* Work required *
Rewrite the data below, putting "mark" wherever "indicate" appears and changing nothing else.

━━━

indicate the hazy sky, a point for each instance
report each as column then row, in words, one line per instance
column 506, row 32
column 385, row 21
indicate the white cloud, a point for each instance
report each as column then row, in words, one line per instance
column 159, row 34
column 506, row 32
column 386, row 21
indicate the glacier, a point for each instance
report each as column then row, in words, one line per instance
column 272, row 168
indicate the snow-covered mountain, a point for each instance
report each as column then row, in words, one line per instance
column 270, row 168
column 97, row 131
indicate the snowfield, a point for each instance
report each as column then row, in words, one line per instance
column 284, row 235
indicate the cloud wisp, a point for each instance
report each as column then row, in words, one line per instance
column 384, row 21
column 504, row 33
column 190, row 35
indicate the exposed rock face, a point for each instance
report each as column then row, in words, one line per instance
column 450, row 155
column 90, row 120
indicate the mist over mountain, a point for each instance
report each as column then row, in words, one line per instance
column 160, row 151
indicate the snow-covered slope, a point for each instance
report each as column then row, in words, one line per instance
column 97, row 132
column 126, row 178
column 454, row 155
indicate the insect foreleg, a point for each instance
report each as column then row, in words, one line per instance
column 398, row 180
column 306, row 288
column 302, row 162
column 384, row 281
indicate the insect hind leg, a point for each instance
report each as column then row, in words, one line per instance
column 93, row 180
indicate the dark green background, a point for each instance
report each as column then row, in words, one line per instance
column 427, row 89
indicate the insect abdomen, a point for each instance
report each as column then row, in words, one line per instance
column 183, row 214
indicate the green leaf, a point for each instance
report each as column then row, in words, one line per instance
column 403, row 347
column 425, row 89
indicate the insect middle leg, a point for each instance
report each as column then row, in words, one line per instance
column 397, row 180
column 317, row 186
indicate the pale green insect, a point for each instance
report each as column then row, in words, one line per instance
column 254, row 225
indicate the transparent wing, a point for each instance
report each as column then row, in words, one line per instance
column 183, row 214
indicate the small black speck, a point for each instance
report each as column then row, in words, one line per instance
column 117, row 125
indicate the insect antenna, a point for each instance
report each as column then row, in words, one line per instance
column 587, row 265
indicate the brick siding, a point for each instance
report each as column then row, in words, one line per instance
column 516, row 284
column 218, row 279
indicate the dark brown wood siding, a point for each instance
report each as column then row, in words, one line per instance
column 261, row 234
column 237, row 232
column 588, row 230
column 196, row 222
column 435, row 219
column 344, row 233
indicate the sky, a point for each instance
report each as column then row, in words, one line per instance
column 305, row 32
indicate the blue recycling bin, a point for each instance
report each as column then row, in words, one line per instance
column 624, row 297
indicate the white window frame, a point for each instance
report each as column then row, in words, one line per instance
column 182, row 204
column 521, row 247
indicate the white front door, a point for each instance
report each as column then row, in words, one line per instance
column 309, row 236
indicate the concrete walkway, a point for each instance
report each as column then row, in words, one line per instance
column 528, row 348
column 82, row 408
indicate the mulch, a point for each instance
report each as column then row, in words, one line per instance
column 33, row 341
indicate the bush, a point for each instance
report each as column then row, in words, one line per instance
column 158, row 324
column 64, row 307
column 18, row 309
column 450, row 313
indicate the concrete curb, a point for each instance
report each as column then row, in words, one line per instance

━━━

* Answer to this exercise *
mark the hazy sky, a point for each instance
report each as column then row, in words, one line per instance
column 506, row 32
column 385, row 21
mark the white cloud, a point for each instance
report each as column then row, in words, one line per instance
column 159, row 34
column 506, row 32
column 386, row 21
mark the glacier, a point for each instance
report each as column then row, in words, one line per instance
column 272, row 168
mark the snow-covered mountain, a point for each instance
report each as column then row, in words, one line per instance
column 270, row 168
column 97, row 131
mark the snowfield, a point for each instance
report each as column then row, in words, one line per instance
column 284, row 235
mark the cloud wisp, a point for each instance
report each as column then row, in words, one line per instance
column 384, row 21
column 504, row 33
column 190, row 35
mark the exposed rock face, a point for each instance
report each as column then row, in words, one line per instance
column 450, row 155
column 90, row 120
mark the mist over mountain, a point for each instance
report each as column then row, in words, one line per instance
column 160, row 151
mark the snow-covered slope, a point for each instance
report each as column then row, in words, one line per instance
column 97, row 132
column 126, row 178
column 454, row 155
mark the insect foreleg, a point for each instance
report each as column then row, in words, one line per instance
column 398, row 180
column 306, row 288
column 302, row 162
column 384, row 281
mark the insect hind leg, a point for each instance
report each as column then row, in words, one line per instance
column 93, row 180
mark the dark green background, a point for each instance
report each as column then row, in words, one line per instance
column 427, row 89
mark the insect abdomen, a point for each instance
report each as column then row, in words, one line per instance
column 183, row 214
mark the green leaf, a point for each instance
report each as column then row, in words, one line per instance
column 403, row 347
column 425, row 89
mark the insect middle leg, a point for each instance
report each as column then row, in words, one line per instance
column 397, row 180
column 317, row 186
mark the pale green insect, a point for each instance
report each as column then row, in words, one line per instance
column 254, row 225
mark the transparent wing, a point for each instance
report each as column then row, in words, one line per instance
column 183, row 214
mark the small black speck, a point for each instance
report each as column then row, in words, one line per instance
column 117, row 125
mark the insect antenna, a point for each instance
report each as column then row, in words, one line per instance
column 587, row 265
mark the brick siding, a point for each instance
report each as column then row, in words, one line per instance
column 516, row 284
column 218, row 279
mark the dark brown wood siding, a point for each instance
report each as column then row, in words, one line per instance
column 261, row 234
column 237, row 232
column 588, row 230
column 196, row 222
column 435, row 219
column 344, row 233
mark the sky, a point for each instance
report each as column then row, in words, one line per instance
column 305, row 32
mark the blue recycling bin, a point for each instance
report each as column then row, in words, one line per instance
column 624, row 297
mark the white window frame, a point for each instance
report each as column then row, in words, one line per instance
column 182, row 204
column 521, row 247
mark the white front door, a point for each instance
report each as column then row, in words, one line per instance
column 309, row 236
mark the concrete walkway, a point for each instance
report each as column then row, in words, one line per instance
column 528, row 348
column 82, row 408
mark the mulch, a point for each instance
report each as column then row, in words, one line per instance
column 33, row 341
mark the bush, a point for each instance
report each as column then row, in words, one line per instance
column 158, row 324
column 64, row 307
column 18, row 309
column 450, row 313
mark the concrete curb, a point for each instance
report each as column then row, in words, one line per instance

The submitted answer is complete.